PROBLEM DESCRIPTION> The full listing should be set down exactly as it reads.

DATA FOR THIS EXERCISE>
══════════════════════════════

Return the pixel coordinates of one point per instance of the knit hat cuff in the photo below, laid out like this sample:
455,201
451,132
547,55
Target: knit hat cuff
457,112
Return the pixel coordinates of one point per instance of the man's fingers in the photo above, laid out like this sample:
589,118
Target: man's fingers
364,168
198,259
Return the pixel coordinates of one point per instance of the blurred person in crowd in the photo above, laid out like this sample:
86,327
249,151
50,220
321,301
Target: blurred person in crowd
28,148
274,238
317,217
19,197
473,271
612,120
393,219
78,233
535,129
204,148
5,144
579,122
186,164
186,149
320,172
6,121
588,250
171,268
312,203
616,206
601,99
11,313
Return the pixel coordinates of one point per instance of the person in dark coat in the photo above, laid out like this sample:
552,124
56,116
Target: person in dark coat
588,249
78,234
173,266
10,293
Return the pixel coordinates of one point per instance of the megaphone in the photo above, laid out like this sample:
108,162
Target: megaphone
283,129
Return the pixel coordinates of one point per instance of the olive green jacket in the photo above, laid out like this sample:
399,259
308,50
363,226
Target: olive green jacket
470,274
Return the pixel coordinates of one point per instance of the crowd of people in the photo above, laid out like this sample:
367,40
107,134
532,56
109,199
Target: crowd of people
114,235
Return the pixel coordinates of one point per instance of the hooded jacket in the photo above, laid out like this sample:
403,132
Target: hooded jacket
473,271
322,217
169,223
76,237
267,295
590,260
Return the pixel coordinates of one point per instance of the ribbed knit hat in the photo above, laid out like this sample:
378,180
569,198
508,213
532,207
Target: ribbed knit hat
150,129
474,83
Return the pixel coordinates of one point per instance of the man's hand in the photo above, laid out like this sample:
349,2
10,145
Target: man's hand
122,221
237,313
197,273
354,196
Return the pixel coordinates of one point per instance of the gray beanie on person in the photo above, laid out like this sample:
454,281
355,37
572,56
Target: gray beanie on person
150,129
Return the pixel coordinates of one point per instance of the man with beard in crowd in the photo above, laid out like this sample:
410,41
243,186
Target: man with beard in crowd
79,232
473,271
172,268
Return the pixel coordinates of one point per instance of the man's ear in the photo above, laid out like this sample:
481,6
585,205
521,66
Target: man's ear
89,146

══════════════════════════════

ANSWER FOR THIS EXERCISE>
Return the pixel coordinates of one point per instance of the knit hat cuff in the photo below, laid out like this sample:
455,201
451,132
547,55
Target: knit hat cuff
457,112
Return the pixel coordinates of one point per instance of the man's fingers in the photo above, laid out like this sample:
589,118
Target: man's fingers
364,168
198,259
Return the pixel coordinates of one point per instance of the blurred person in crowd in the photo above, laid out like this sample:
86,327
249,151
50,220
321,301
Target: blurred person in crowd
28,148
274,238
317,217
19,197
473,271
612,120
393,219
78,233
535,129
204,148
5,144
579,122
186,164
186,149
320,172
6,121
588,250
171,268
312,203
616,206
601,99
11,313
Return the pixel coordinates of one point per instance of the person in dark coat in the photo above, laid out like this sample:
552,124
56,116
Target: person in dark coat
588,249
78,234
173,266
10,293
Return the pixel coordinates of one point per instance of the megaphone in the photo above, laid out like this sample:
108,162
Target: megaphone
283,129
Return the pixel coordinates of one point per instance of the olive green jacket in the photo above, laid out like this sample:
399,259
308,50
363,226
Target: olive green jacket
470,274
Return the pixel coordinates of one point per instance of the crowd of people in the photo above, laid out like this sample:
367,40
107,134
532,56
109,199
Target: crowd of people
114,235
Return the pixel coordinates of one point per instance of the hooded jacket in the photo above, laid out like this sample:
403,132
Target: hooded jacket
473,271
322,217
169,223
76,237
267,295
590,260
Return the pixel coordinates of one point per instance of the ribbed knit hat in the photo above, laid out like this sample:
378,180
569,198
508,213
532,207
Target: ribbed knit hat
150,129
474,83
Return the pixel coordinates of one point per instance of the man's hand in the photo above, laid out like this sample:
349,2
10,145
Target: man's hand
122,221
237,313
197,273
354,196
Return the pixel coordinates of one point per instance of the gray beanie on person in the photo above, laid out like this sample:
454,281
355,37
572,56
Target: gray beanie on person
150,129
Return the pixel coordinates of one point per instance of the man with beard in crowd in the photo above, laid out like this sample:
410,41
243,186
Target: man with beard in crowd
79,232
473,271
172,268
Return the pixel coordinates of one point per instance of the man's ear in the photo above, laid out like this sample:
481,6
585,205
521,66
Target: man's ear
89,146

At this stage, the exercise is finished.